-- start Supplied entries --

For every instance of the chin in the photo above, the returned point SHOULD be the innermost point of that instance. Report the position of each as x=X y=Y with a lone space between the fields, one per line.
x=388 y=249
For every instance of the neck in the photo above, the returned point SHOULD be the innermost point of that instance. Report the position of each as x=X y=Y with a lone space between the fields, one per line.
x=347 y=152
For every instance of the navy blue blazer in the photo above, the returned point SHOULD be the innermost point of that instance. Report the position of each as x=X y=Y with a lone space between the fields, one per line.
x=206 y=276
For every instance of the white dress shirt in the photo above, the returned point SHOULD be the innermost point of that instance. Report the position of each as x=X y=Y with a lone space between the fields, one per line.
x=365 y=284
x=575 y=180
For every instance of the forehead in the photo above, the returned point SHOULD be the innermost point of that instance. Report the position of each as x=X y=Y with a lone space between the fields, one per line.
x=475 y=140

-- end Supplied entries --

Reproduce every line above from the one containing "For every instance of the white" through the final line, requests included. Scale each x and y coordinate in the answers by 1.1, round to whole numbers with halves going up, and give only these lines.

• _Output for this task_
For every instance of the white dress shirt in the photo above, the returned point SHOULD be the innermost point of that instance. Report the position of each as x=X y=Y with a lone space between the fields, one per line.
x=402 y=312
x=633 y=198
For every instance of the forehead in the photo above, the returned point SHOULD be the innermost point of that instance. Report the position of each as x=X y=Y with a lone space between the fields, one per line.
x=523 y=154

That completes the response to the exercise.